### Excerpted records
[Start of Attachment]
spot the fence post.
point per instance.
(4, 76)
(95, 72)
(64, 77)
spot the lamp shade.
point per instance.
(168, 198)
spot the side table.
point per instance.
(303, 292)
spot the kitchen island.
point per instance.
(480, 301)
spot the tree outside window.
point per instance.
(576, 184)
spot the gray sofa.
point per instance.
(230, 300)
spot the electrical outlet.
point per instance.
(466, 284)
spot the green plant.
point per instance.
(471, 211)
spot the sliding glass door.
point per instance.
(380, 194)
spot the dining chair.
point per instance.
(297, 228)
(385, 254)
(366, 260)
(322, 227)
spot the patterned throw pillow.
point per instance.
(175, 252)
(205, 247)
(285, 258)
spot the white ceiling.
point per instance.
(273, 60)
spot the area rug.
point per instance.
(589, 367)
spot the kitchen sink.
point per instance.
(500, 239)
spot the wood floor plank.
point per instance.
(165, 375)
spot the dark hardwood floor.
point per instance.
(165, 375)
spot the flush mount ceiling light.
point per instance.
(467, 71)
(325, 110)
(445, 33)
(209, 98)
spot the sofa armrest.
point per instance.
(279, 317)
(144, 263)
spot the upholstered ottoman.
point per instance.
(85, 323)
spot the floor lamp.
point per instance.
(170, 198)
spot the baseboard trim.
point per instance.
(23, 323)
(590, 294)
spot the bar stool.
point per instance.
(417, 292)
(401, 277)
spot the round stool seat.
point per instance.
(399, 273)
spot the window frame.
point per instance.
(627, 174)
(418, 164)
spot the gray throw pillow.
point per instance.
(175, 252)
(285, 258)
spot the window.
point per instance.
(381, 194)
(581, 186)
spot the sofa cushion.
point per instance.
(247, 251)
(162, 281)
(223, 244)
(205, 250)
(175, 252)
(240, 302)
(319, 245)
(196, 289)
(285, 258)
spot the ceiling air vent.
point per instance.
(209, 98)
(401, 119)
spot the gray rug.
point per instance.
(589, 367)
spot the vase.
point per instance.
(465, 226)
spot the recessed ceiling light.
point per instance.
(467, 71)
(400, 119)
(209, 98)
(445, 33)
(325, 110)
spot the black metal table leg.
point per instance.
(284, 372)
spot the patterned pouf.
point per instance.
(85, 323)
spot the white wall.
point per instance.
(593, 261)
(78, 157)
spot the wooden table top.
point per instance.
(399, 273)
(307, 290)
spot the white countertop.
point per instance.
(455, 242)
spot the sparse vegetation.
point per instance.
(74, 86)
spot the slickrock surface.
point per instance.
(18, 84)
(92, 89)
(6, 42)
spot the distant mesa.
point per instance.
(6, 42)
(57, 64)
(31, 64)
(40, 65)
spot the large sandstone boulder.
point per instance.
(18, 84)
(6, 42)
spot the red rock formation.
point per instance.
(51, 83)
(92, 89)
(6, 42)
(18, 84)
[End of Attachment]
### How to complete this task
Take every line from the data that contains the word "patterned".

### Answer to this exercise
spot the patterned throw pillow.
spot the patterned pouf.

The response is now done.